Exercise:
Retype each entry below exactly as it stands.

Referring expression data
● ● ● ● ● ● ●

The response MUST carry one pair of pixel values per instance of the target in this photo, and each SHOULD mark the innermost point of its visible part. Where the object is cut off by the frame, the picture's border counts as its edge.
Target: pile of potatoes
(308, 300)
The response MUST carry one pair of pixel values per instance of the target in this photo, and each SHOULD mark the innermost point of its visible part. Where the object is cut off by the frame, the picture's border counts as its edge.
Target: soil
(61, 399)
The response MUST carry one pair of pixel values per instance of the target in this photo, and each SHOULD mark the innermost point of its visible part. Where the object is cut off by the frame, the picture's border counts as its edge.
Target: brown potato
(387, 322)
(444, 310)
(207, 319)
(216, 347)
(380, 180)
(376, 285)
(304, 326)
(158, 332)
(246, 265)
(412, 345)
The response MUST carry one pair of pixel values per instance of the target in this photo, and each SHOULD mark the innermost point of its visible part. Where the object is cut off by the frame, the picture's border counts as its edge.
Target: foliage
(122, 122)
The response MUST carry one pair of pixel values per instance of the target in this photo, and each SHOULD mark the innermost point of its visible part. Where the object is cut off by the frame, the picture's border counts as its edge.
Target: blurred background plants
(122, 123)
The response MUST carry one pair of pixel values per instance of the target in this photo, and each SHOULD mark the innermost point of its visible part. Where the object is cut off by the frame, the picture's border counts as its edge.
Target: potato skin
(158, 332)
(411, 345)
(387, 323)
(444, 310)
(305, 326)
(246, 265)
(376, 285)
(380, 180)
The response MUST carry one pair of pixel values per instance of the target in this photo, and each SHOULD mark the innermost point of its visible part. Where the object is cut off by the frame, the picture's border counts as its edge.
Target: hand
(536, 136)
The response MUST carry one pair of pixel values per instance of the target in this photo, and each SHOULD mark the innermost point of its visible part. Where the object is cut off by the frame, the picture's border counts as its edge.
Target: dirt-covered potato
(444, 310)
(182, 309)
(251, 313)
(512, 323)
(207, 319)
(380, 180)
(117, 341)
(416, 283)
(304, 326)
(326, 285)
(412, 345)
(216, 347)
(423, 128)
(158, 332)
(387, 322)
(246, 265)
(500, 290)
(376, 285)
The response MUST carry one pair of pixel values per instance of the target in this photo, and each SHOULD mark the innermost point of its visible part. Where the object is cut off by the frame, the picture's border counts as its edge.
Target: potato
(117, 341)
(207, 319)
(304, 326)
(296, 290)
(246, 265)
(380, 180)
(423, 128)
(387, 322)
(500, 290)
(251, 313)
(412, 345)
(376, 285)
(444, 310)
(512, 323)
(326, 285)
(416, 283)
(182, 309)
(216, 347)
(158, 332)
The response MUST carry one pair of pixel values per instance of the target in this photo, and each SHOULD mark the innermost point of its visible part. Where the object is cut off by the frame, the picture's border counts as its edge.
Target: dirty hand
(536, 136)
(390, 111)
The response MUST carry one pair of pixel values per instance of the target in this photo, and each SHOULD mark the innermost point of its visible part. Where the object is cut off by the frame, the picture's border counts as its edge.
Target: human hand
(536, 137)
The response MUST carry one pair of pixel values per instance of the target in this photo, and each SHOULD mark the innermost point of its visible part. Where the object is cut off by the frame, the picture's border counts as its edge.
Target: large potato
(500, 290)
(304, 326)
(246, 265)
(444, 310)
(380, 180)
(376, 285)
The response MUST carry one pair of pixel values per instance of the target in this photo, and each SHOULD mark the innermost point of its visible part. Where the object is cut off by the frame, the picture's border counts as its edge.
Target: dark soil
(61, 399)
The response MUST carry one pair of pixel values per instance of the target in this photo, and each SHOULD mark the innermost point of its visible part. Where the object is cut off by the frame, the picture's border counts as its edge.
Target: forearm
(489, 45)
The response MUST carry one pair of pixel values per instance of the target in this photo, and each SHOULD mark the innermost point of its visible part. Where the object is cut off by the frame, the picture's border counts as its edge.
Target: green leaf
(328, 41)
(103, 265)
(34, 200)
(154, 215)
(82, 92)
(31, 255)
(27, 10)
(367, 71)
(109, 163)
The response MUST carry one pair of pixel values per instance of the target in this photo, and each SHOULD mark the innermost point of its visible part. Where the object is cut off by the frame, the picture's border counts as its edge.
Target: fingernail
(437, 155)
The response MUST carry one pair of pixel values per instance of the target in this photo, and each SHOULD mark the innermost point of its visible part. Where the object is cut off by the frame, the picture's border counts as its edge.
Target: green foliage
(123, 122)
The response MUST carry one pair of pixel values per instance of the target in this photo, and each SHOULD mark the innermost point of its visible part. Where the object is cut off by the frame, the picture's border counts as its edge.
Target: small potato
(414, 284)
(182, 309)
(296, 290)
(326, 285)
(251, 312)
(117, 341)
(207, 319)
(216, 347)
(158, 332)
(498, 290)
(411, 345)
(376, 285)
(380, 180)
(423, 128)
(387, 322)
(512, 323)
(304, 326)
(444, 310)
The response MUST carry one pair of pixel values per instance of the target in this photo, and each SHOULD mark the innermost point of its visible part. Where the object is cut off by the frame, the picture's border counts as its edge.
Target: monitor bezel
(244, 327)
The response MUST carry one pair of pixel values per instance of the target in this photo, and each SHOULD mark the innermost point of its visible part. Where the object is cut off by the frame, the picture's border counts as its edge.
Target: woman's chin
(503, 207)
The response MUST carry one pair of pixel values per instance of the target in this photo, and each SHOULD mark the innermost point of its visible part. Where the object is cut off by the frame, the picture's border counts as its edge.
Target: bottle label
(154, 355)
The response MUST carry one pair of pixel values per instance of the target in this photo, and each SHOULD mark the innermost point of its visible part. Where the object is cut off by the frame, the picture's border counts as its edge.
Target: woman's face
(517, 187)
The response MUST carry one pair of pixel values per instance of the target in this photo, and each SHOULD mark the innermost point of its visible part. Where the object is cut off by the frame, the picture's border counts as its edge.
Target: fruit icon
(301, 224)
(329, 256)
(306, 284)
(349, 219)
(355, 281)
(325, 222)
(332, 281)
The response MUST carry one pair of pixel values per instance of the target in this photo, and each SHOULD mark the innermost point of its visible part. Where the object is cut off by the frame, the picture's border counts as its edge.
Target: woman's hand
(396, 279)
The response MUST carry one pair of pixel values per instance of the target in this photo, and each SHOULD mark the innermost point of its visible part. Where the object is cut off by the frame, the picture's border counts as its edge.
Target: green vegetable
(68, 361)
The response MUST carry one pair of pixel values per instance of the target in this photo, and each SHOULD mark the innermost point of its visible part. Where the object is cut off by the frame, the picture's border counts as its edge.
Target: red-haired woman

● ● ● ● ● ● ●

Response area:
The response MUST carry one pair of pixel values per instance of the target in this photo, and each SHOULD mark the innermost point of its visible part. Where the object is cut off by the frame, the picture's border counts as its edge.
Target: pile of potatoes
(308, 300)
The response MUST carry one pair of pixel values per instance of the target in this photo, and each SHOULD mark the innermost point of its visible part. Where the object is cut off by the frame, the picture's border counts as its edge.
Target: soil
(61, 399)
The response MUST carry one pair of pixel values per instance of the target in this photo, and each SHOULD mark the innermost point of its visible part. Where the object is cut off by the frame, the picture's border counts as its edge.
Target: brown potato
(387, 322)
(444, 310)
(207, 319)
(216, 347)
(380, 180)
(376, 285)
(304, 326)
(158, 332)
(246, 265)
(412, 345)
The response MUST carry one pair of pixel values per instance of the target in this photo, and each SHOULD mark the innermost point of its visible part. Where the object is cut off by the frame, the picture's border counts as its edge.
Target: foliage
(122, 122)
The response MUST carry one pair of pixel values per instance of the target in this photo, and each SHOULD mark the innermost point of its visible part. Where the object is cut off by the frame, the picture's border counts as its edge.
Target: blurred background plants
(122, 123)
The response MUST carry one pair of pixel values per instance of the target in this photo, and each SHOULD mark the innermost point of its visible part. Where the object is cut off by the frame, the picture's border counts as its edge.
Target: potato skin
(158, 332)
(411, 345)
(387, 323)
(444, 310)
(305, 326)
(246, 265)
(376, 285)
(380, 180)
The response MUST carry one pair of pixel values per instance of the target in this photo, and each SHOULD mark the innermost point of its visible part. Where the object is cut off by the frame, the picture's border counts as its edge.
Target: hand
(536, 136)
The response MUST carry one pair of pixel values per instance of the target in this photo, and each SHOULD mark the innermost point of its visible part. Where the object is cut off by the frame, the picture's border counts as its edge.
Target: dirt-covered potato
(444, 310)
(182, 309)
(251, 313)
(512, 323)
(207, 319)
(380, 180)
(117, 341)
(416, 283)
(304, 326)
(326, 285)
(412, 345)
(216, 347)
(423, 128)
(158, 332)
(387, 322)
(246, 265)
(500, 290)
(376, 285)
The response MUST carry one pair of pixel values per instance of the target in this photo, and each SHOULD mark the innermost point of its visible part. Where the object is cut off by the frame, the picture's border counts as its edge.
Target: potato
(117, 341)
(207, 319)
(304, 326)
(296, 290)
(246, 265)
(380, 180)
(423, 128)
(387, 322)
(500, 290)
(251, 313)
(412, 345)
(376, 285)
(444, 310)
(512, 323)
(326, 285)
(416, 283)
(182, 309)
(216, 347)
(158, 332)
The response MUST carry one pair of pixel values per instance of the target in this photo, and each SHOULD mark the innermost point of its visible part. Where the object is cut off by the frame, the picture's border counts as its edge.
Target: dirty hand
(536, 136)
(390, 111)
The response MUST carry one pair of pixel values per instance of the target in this photo, and each SHOULD mark the innermost point of its visible part. Where the object is cut off by the frame, the picture's border counts as its edge.
Target: human hand
(536, 137)
The response MUST carry one pair of pixel values per instance of the target in this photo, and each SHOULD mark the innermost point of its visible part. Where the object is cut off by the frame, the picture's border counts as its edge.
Target: large potato
(500, 290)
(304, 326)
(246, 265)
(444, 310)
(380, 180)
(376, 285)
The response MUST carry one pair of pixel values per instance of the target in this photo, and each SHOULD mark the innermost point of its visible part. Where the object is cut off by the frame, the picture's border counts as its edge.
Target: dark soil
(61, 399)
The response MUST carry one pair of pixel values per instance of the target in this photo, and each SHOULD mark the innermost point of its visible part. Where the object is cut off by the frame, the picture's border counts as its edge.
Target: forearm
(489, 45)
The response MUST carry one pair of pixel values per instance of the target in this photo, and each SHOULD mark the innermost point of its visible part. Where the object is cut off by the frame, the picture's border counts as its edge.
Target: green leaf
(328, 41)
(103, 265)
(34, 200)
(154, 215)
(82, 92)
(31, 255)
(27, 10)
(367, 71)
(109, 163)
The response MUST carry one pair of pixel values per instance of the target in this photo, and each SHOULD mark the innermost point of its visible part. Where the object is cut off by the frame, the picture's border counts as its edge.
Target: fingernail
(437, 155)
The response MUST carry one pair of pixel values per instance of the target in this photo, and each SHOULD mark the innermost point of its visible part. Where the object is cut off by the frame, the picture's border counts as its edge.
Target: green foliage
(123, 122)
The response MUST carry one pair of pixel values per instance of the target in this photo, and each SHOULD mark the innermost point of its visible part. Where the object is cut off by the frame, the picture's border counts as its edge.
Target: small potato
(414, 284)
(182, 309)
(296, 290)
(326, 285)
(251, 312)
(117, 341)
(207, 319)
(216, 347)
(158, 332)
(498, 290)
(411, 345)
(376, 285)
(380, 180)
(423, 128)
(387, 322)
(512, 323)
(304, 326)
(444, 310)
The response MUST carry one pair of pixel values per instance of the target in this photo, and each SHOULD mark the innermost point of its visible part. Where the object is cut off by the frame, the picture's border counts as its edge.
Target: monitor bezel
(244, 327)
The response MUST carry one pair of pixel values per instance of the target in this photo, and each SHOULD mark the innermost point of its visible part. Where the object is cut off by the frame, the picture's border counts as its edge.
Target: woman's chin
(503, 207)
The response MUST carry one pair of pixel values per instance of the target in this photo, and each SHOULD mark the innermost point of its visible part. Where the object is cut off by the frame, the picture's border counts as its edge.
Target: bottle label
(154, 355)
The response MUST carry one pair of pixel values per instance of the target in this photo, and each SHOULD mark the innermost point of its visible part. Where the object is cut off by the frame, the picture's border counts as its edge.
Target: woman's face
(517, 187)
The response MUST carry one pair of pixel values per instance of the target in this photo, and each SHOULD mark the innermost point of its visible part. Where the object is cut off by the frame, the picture's border counts as its edge.
Target: fruit icon
(301, 224)
(329, 256)
(306, 284)
(349, 219)
(355, 281)
(325, 222)
(332, 281)
The response MUST carry one pair of pixel values per instance of the target in this photo, and each SHOULD mark the innermost point of its visible part. Where the object is cut off by the frame, the picture's border counts as its edge.
Target: woman's hand
(396, 279)
The response MUST carry one pair of pixel values per instance of the target in this photo, and each SHOULD mark the innermost point of its visible part. Where the object is cut off by the frame, the picture's border counts as its edge.
Target: green vegetable
(68, 361)
The response MUST carry one pair of pixel values per instance of the target in this photo, and each SHOULD mark the innermost point of its visible part. Where the object is cut off by the frame, the picture's border counts as its edge.
Target: red-haired woman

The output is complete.